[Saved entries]

┄┄┄┄┄┄

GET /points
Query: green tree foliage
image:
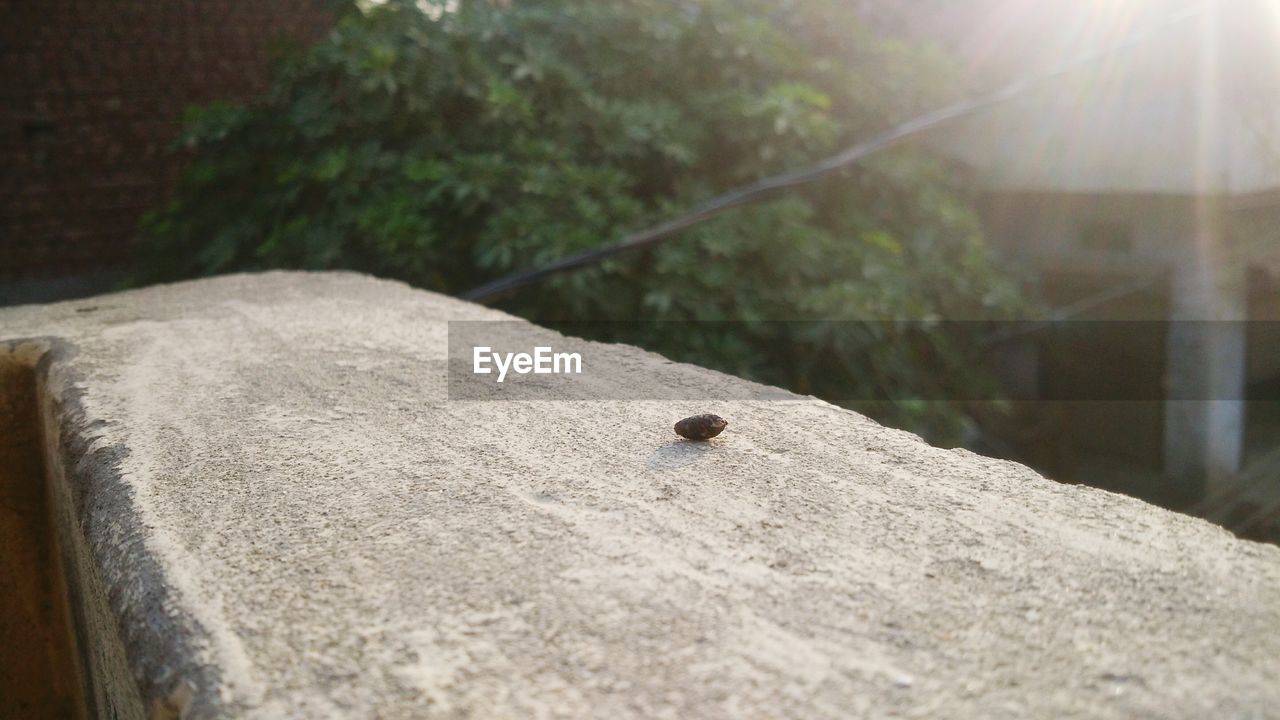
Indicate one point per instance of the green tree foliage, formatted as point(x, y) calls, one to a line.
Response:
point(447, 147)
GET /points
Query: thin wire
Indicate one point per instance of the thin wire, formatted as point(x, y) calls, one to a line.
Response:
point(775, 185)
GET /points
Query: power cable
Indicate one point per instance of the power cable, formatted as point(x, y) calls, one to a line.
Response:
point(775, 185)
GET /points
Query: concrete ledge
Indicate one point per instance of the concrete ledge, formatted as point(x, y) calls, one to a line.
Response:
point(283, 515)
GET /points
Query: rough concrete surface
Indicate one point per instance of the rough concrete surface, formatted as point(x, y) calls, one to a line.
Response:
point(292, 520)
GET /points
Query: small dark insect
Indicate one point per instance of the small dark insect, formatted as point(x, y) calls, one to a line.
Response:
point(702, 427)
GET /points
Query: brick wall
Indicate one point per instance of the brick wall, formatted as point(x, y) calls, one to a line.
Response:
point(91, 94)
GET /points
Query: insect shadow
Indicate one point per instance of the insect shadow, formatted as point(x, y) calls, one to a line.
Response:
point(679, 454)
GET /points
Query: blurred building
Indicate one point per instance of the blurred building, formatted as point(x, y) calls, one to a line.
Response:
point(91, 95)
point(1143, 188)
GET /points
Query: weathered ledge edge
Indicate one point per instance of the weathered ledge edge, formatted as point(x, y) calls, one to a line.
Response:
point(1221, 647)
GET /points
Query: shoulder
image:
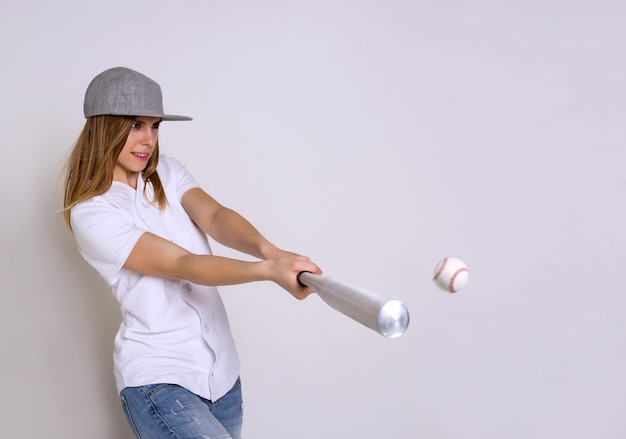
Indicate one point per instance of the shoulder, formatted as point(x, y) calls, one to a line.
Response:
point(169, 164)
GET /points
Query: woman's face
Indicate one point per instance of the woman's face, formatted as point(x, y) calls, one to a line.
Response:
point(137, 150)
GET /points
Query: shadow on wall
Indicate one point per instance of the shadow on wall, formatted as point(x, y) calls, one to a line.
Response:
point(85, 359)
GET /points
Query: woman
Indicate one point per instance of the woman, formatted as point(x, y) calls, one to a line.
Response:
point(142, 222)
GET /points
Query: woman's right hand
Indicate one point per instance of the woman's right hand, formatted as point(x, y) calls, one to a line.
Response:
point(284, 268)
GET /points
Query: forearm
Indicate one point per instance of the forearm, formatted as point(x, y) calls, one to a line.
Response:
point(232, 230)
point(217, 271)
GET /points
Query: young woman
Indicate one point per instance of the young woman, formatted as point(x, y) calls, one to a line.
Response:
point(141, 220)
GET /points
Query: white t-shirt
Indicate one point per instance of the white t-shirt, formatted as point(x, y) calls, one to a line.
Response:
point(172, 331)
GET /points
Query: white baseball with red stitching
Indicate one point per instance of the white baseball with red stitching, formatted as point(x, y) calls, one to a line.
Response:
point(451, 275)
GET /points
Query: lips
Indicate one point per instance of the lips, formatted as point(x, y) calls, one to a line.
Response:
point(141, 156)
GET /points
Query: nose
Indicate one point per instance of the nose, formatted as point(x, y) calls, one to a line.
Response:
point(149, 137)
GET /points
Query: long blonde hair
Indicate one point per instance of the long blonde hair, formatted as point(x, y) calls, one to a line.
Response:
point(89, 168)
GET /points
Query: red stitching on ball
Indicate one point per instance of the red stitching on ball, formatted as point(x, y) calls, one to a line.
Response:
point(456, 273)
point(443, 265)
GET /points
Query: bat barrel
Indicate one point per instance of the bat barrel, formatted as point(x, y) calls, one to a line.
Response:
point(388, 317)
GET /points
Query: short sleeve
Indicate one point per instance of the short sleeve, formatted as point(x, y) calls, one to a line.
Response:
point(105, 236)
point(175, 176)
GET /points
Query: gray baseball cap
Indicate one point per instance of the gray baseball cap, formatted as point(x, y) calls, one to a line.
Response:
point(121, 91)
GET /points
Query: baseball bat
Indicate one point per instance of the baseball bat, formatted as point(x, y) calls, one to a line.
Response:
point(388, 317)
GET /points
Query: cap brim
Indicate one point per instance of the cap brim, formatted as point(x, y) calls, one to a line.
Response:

┄┄┄┄┄┄

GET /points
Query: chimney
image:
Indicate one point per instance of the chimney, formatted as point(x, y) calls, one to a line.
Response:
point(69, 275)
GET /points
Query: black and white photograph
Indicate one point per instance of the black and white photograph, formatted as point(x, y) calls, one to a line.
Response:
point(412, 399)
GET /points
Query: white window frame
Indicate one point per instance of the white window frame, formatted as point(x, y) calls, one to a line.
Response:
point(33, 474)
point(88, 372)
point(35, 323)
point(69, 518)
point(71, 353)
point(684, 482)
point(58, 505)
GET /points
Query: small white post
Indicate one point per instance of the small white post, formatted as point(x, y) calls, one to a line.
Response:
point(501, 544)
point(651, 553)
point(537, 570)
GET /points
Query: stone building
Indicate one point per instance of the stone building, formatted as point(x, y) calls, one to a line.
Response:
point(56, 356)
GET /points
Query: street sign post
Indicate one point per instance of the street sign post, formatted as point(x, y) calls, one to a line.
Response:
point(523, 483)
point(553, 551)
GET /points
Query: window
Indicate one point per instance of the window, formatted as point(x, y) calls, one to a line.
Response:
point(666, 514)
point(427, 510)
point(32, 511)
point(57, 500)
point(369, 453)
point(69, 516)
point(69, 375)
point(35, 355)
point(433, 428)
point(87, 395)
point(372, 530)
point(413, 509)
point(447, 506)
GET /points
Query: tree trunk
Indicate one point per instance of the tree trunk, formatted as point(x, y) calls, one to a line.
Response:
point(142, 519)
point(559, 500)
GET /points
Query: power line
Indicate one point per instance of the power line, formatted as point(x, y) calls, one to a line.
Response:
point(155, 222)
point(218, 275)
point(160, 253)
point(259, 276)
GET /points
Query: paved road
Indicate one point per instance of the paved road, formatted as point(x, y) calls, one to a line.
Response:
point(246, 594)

┄┄┄┄┄┄

Extract every line of the records that contains the word "lips".

Query: lips
Indicate one point per instance of the lips, formatted as point(x, y) calls, one to a line.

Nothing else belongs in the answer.